Financial Broker Charged In Manhattan Federal Court With Tax Evasion And Failure To File Tax Returns
Geoffrey S. Berman, the United States Attorney for the Southern District of New York, and James D. Robnett, the Special Agent in Charge of the New York Field Office of the Internal Revenue Service, Criminal Investigation (“IRS-CI”), announced today the unsealing of an indictment charging RICHARD JOSEPHBERG with five counts of tax evasion and four counts of willful failure to file tax returns. JOSEPHBERG was arrested earlier this morning and is expected to be presented and arraigned later this afternoon in Manhattan federal court before United States District Judge Richard J. Sullivan.
U.S. Attorney Geoffrey S. Berman said: “Richard Josephberg allegedly defrauded the IRS and evaded taxes by disguising more than $1.5 million in income as long-term capital gain. He also allegedly failed to file tax returns for four years. Working with IRS Criminal, we are determined to ensure that everyone meets his tax obligations.”
IRS-CI Special Agent in Charge James D. Robnett said: “The IRS enforces the nation’s tax laws and Special Agents are experts at following the money through multiple entities and complex structures. People who create elaborate schemes designed to mislead the IRS run the very high risk of arrest and criminal prosecution.”

================

__BRIEF 1__.
Pull out every line of the records that contains the word "chair".
The records that come next have nothing to do with the press release above.

__DATASET EXCERPTS__.

================

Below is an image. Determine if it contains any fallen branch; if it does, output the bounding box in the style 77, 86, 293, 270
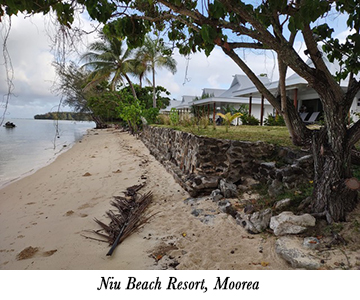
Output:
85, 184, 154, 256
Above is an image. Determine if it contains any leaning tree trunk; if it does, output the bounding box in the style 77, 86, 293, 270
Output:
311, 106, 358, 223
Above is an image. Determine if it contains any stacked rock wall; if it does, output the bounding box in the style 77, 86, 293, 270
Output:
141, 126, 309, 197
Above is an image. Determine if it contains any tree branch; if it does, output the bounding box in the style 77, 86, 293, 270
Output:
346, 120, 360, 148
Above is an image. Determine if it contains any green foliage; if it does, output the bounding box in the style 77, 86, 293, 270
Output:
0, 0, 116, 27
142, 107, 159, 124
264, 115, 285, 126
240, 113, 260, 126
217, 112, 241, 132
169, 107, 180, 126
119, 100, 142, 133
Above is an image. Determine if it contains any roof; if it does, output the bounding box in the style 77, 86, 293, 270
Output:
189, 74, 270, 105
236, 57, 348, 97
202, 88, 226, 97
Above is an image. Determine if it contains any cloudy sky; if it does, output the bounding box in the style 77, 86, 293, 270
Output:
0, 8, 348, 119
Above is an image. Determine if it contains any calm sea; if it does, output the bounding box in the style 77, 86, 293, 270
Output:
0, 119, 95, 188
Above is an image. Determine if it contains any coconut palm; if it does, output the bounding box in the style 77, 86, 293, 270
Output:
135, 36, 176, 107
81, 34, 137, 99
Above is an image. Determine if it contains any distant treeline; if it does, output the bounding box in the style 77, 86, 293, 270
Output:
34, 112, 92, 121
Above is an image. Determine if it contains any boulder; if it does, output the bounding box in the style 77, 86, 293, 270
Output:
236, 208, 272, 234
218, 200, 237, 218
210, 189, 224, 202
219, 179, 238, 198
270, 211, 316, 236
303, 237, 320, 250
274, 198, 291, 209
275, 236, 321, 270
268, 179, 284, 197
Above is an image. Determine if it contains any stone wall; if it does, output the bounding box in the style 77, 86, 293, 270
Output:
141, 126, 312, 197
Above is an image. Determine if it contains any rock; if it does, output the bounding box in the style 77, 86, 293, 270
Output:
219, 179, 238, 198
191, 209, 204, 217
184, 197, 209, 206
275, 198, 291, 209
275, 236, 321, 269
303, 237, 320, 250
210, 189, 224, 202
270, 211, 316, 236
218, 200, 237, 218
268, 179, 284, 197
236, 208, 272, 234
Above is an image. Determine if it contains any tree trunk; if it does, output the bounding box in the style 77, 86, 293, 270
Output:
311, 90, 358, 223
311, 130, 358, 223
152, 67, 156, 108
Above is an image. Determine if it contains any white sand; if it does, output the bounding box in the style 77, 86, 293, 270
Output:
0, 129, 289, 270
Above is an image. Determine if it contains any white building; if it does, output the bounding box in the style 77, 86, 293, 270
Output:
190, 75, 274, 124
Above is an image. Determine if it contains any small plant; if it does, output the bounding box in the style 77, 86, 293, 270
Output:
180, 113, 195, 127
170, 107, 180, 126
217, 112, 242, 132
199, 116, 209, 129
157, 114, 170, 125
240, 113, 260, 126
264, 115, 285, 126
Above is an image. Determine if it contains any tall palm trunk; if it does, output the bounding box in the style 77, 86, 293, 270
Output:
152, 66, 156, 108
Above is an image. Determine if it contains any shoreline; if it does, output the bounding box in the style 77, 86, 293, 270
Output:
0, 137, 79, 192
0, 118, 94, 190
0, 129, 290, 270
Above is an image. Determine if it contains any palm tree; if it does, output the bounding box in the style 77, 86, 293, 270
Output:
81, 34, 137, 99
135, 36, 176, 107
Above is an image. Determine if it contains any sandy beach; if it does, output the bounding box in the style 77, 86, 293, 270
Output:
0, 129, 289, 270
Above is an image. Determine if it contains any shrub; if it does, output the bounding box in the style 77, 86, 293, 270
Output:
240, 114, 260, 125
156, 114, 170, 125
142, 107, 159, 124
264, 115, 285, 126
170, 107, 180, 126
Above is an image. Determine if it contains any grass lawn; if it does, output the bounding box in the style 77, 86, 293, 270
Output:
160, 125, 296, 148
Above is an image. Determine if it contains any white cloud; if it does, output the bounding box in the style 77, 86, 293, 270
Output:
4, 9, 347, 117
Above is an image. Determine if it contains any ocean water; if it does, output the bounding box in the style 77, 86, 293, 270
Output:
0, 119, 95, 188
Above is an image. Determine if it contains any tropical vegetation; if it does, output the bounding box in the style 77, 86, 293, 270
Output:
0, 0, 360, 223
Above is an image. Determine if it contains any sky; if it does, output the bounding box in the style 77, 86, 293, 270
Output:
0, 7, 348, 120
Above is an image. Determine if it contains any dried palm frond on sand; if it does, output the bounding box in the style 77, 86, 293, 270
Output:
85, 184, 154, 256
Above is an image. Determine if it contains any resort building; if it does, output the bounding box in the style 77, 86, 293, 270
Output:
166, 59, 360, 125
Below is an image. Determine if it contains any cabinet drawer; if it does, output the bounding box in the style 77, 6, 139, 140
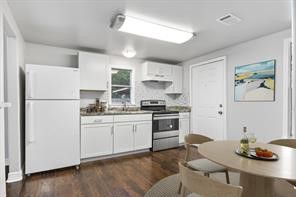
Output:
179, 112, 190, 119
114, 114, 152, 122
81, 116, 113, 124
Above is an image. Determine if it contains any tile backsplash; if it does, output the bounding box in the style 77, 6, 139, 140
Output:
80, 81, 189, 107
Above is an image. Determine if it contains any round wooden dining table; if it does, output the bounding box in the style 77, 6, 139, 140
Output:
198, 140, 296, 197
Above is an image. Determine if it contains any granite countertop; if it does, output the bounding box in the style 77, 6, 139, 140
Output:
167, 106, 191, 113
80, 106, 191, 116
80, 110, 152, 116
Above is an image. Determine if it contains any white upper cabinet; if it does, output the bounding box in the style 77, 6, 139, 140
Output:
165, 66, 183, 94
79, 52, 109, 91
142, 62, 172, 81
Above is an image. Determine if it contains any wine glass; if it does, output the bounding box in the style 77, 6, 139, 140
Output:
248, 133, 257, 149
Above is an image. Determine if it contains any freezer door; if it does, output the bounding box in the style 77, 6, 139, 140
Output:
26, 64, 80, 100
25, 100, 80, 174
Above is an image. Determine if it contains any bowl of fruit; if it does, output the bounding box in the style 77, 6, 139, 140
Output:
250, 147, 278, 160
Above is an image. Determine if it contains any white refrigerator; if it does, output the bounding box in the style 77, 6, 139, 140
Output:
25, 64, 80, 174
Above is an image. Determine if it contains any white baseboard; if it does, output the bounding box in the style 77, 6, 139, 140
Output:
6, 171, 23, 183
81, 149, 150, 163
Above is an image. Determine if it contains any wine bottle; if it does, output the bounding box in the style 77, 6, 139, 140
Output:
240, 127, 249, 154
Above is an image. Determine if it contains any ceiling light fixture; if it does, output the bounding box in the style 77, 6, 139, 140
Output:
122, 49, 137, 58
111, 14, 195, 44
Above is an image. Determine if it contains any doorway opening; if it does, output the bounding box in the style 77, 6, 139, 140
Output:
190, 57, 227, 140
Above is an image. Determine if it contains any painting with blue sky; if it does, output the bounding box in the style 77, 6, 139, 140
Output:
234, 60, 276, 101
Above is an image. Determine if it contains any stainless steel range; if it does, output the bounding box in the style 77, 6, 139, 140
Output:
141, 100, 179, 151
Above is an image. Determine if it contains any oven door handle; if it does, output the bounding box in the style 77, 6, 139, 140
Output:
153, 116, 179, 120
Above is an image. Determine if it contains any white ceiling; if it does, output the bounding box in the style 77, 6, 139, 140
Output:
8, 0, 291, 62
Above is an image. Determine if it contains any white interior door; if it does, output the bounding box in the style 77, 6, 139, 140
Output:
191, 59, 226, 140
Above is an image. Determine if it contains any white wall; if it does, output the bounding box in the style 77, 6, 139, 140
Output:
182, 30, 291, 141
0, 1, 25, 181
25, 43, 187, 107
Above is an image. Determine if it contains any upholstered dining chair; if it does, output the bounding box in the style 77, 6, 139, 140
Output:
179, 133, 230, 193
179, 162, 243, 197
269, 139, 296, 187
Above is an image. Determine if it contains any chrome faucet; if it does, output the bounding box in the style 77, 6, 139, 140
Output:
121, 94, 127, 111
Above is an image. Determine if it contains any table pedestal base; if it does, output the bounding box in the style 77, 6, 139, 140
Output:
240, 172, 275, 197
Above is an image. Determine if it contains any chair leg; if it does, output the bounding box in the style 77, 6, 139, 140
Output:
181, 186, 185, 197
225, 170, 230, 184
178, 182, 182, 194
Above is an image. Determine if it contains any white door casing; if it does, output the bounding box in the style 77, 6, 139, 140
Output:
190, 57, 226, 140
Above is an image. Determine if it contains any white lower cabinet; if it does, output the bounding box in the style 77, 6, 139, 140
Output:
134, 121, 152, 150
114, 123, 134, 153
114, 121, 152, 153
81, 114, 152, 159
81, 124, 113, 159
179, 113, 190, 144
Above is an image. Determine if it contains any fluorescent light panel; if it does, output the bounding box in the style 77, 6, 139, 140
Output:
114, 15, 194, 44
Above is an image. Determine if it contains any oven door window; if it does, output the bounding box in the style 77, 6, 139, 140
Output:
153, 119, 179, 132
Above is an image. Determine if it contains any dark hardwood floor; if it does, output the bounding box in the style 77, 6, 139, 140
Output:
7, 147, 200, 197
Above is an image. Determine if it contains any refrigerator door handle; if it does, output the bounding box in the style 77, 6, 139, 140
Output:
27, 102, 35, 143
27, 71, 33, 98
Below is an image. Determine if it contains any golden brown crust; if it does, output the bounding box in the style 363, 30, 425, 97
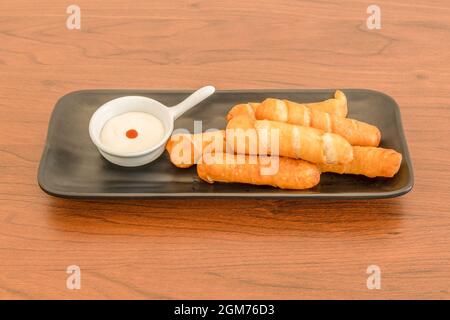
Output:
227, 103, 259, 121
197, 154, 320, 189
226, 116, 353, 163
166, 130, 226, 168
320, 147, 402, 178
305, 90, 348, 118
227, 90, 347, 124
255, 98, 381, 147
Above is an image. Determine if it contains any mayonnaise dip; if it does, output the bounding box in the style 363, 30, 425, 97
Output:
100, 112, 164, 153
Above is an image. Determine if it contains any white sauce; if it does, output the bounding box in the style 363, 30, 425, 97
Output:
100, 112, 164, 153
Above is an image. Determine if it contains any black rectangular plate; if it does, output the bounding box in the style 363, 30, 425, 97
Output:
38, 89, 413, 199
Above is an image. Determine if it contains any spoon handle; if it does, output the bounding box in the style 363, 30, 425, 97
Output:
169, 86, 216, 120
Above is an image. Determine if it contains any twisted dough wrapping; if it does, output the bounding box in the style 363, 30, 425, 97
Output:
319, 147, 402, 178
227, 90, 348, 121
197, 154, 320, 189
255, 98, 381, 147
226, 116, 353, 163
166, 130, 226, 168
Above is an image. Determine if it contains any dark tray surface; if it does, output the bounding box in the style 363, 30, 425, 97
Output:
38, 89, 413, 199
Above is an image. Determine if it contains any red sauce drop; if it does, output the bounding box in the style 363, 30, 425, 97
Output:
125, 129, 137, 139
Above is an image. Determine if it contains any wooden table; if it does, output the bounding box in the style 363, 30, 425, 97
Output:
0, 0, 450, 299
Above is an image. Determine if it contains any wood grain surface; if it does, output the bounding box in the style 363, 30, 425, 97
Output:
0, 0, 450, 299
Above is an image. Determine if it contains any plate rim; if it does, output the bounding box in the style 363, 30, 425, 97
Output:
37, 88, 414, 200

================

__BRIEF 2__.
Answer these about the press release on the tax evasion charges:
(a) How many counts of tax evasion does the indictment charge?
(b) How much income was allegedly disguised as long-term capital gain?
(c) According to the IRS-CI Special Agent in Charge, what are Special Agents experts at?

__FINISHED ANSWER 1__.
Above is an image. Determine if it contains any upholstered dining chair; if it does, output the bounding box in the style 77, 6, 139, 140
Above is an image. Determine if it contains any chair leg; if it does, output the bounding box in the style 77, 6, 139, 140

__FINISHED ANSWER 2__.
(a) Five counts.
(b) More than $1.5 million.
(c) Following the money through multiple entities and complex structures.